Extrait à lire:
************

À l’aube du 70e anniversaire de la Sécurité sociale, Didier Tabuteau, responsable de la chaire santé de Sciences po et codirecteur de l’Institut droit et santé, est venu rappeler quels étaient les enjeux auxquels est confronté le système français de santé. Des enjeux au nombre de trois et qui sont tous hérités de l’histoire même du système français de santé. Une situation en rien surprenante, selon le responsable de la chaire santé de Sciences pô tant « les thématiques de santé sont absentes des discours politiques ». Et pour cause ! La santé serait « entre les mains de spécialistes ». En clair, le microcosme lui-même s’occuperait des réformes.

Cloisonnement ville-hôpital

Un microcosme composé pendant longtemps de praticiens, puisque « de la Révolution française jusqu’à la réforme Debré de 1958, la santé a été construite par les médecins ». Dès lors, en l’absence d’organisation de l’installation médicale, il n’est pas surprenant de constater qu’en 2015, la répartition des médecins, en France, est identique à celle… de 1850.

De même, en résulte-t-il une absence quasi totale d’équipes de soins en ville, alors même que nombre de cabinets de groupe se sont développés. D’où une réelle difficulté à monter des maisons de santé pluridisciplinaires (MSP) en ville. Bien que développée, la médecine de ville où les praticiens continuent d’occuper une place de premier plan, ne remplit donc pas toutes les missions qu’elle accomplirait dans d’autres pays.

Pis, elle ne s’articule pas comme elle le devrait avec l’offre hospitalière qui est par ailleurs plus importante qu’à l’étranger. La raison ? « Chacun des système a son propre pilote : l’État pour l’hôpital et l’assurance maladie pour la médecine de ville », déplore Didier Tabuteau. Et de regretter encore que « les deux systèmes ne se parlent pas ». D’où le souhait du codirecteur de l’Institut droit et santé, de voir « la direction de l’assurance maladie confiée au ministère de la Santé afin d’instaurer une unité de direction ».

Région, bras armé de l’État

Autre problème : la difficulté d’articuler le national et le local. Alors même que « le R de régional est présent dans toutes les réformes depuis vingt-cinq ans, la Région n’a absolument pas voix au chapitre, puisqu’elle est réduite au rang de bras armé d’un État qui n’arrive pas à trouver sa place sur la santé ». Et, pour illustrer ses propos, Didier Tabuteau mentionne les 311 circulaires reçues par les agences régionales de santé (ARS), l’année de leur installation. Avec comme conséquence, aujourd’hui, une ARS omnipotente et des établissements aucunement indépendants.

************

Liste des entrées:
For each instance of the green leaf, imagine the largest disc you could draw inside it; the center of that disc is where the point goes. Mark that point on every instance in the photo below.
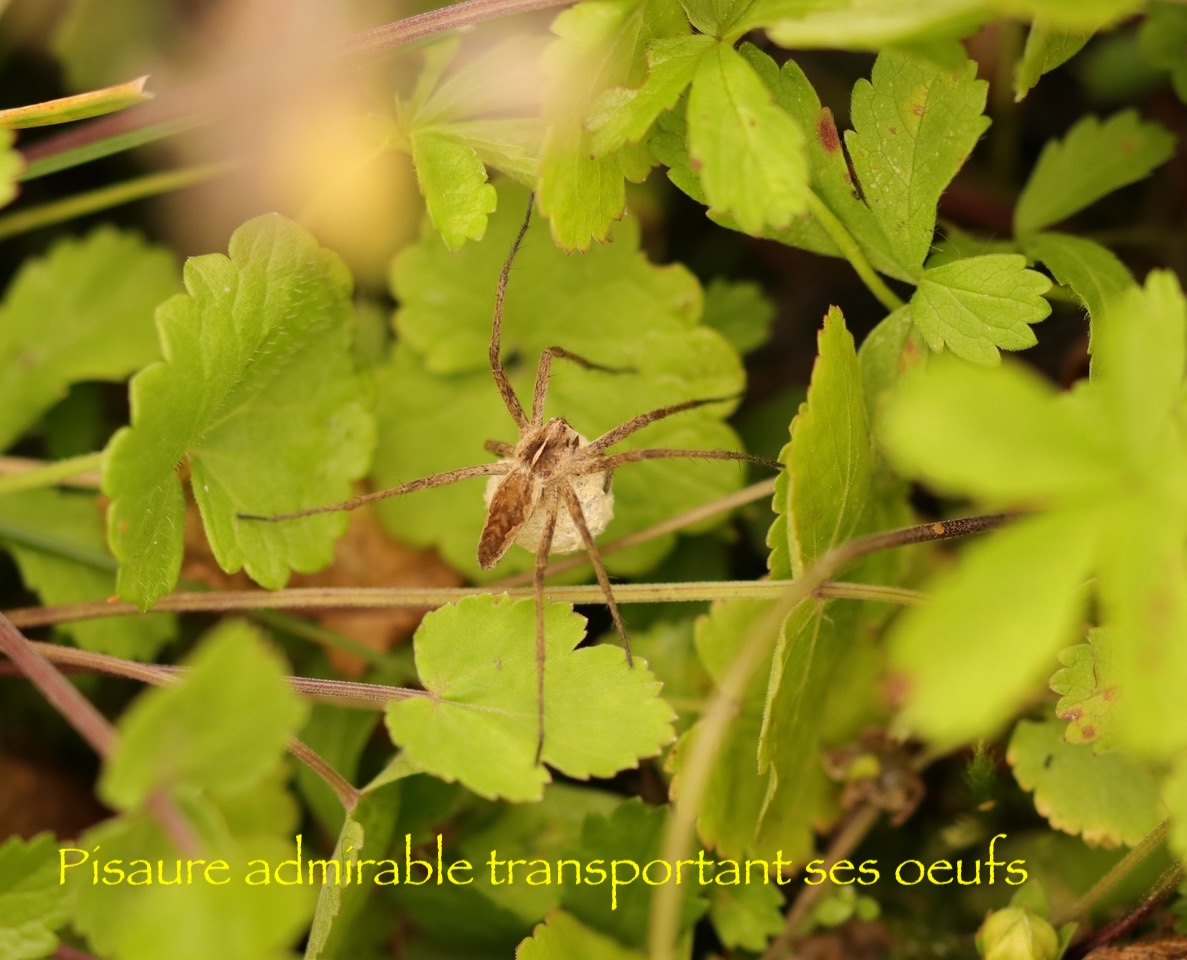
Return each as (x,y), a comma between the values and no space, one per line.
(478,726)
(1174,795)
(548,831)
(1140,353)
(563,936)
(1092,160)
(830,464)
(457,122)
(190,921)
(58,542)
(77,107)
(1106,799)
(914,126)
(192,735)
(989,633)
(976,307)
(233,398)
(824,498)
(1143,596)
(438,404)
(729,815)
(1045,50)
(81,312)
(830,176)
(747,916)
(1092,272)
(32,901)
(740,312)
(622,115)
(454,182)
(1001,434)
(598,45)
(747,150)
(1071,14)
(865,24)
(632,833)
(11,166)
(1163,42)
(347,850)
(1089,688)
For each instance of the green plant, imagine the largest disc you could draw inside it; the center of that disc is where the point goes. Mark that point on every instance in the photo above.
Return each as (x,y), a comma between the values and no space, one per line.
(784,732)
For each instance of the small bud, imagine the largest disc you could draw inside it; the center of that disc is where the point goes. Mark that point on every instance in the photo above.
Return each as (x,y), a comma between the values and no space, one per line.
(1016,934)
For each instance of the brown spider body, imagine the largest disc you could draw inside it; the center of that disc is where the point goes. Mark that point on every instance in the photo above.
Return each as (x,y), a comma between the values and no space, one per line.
(551,490)
(518,502)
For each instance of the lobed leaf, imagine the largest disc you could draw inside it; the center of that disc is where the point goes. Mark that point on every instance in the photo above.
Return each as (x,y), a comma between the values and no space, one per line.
(58,542)
(1092,272)
(1138,357)
(632,831)
(865,24)
(438,402)
(1162,40)
(621,115)
(563,936)
(1142,583)
(454,180)
(233,399)
(748,152)
(192,921)
(1046,49)
(463,116)
(191,735)
(914,126)
(1001,434)
(1071,14)
(478,725)
(830,465)
(81,312)
(32,901)
(991,628)
(747,916)
(1106,799)
(978,306)
(1092,160)
(600,45)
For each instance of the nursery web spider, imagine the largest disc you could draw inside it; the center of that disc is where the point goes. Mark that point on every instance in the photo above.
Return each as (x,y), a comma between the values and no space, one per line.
(551,466)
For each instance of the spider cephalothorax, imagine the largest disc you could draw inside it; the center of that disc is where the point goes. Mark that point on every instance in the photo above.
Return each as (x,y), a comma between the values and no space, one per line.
(551,490)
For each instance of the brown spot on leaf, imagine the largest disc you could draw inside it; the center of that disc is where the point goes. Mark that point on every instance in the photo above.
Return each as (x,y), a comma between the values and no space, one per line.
(826,129)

************

Activité A:
D'après l'extrait sur le système français de santé, combien de circulaires les agences régionales de santé ont-elles reçues l'année de leur installation ?
Activité B:
Prolongez l'extrait sur le système français de santé après sa dernière phrase.
Ce matériel n'a aucun lien avec l'extrait.

Réponse écrite A:
311 circulaires.

Réponse écrite B:
La répartition entre assurance maladie obligatoire et assurances maladie complémentaires apparaît enfin comme une opération de déconstruction du régime obligatoire. Alors même que l’existence des complémentaires avait été prévue dès 1958, afin que le ticket modérateur puisse être pris en charge, la place qu’elles occupent aujourd’hui – 95 % des Français bénéficieraient désormais d’une complémentaire santé – et le fait que le niveau de remboursement des soins courants par le régime obligatoire soit passé en dessous des 50 % tendent à aboutir à une remise en cause du principe même de solidarité qui avait prévalu à l’instauration de la Sécurité sociale. « Les cotisations des complémentaires santé ne sont jamais proportionnelles aux revenus, elles augmentent avec les charges de famille et croissent avec l’âge », précise ainsi Didier Tabuteau.

Une situation qui doit poser question puisque les 7 milliards d’euros du déficit du régime obligatoire, en 2014, correspondent au montant des frais de gestion des complémentaires. En clair, les cotisations des Français pourraient suffire à équilibrer toutes les dépenses de soins remboursées. Or le pouvoir des complémentaires santé n’a cessé de croître, selon Didier Tabuteau qui rappelle qu’« en 2004, la loi leur a accordé un droit de veto sur les accords conclus avec les professionnels de santé ». Et l’Accord national interprofessionnel (ANI) devrait encore accentuer cette bascule, puisque « nombre de contrats individuels devraient disparaître au profit de contrats collectifs ».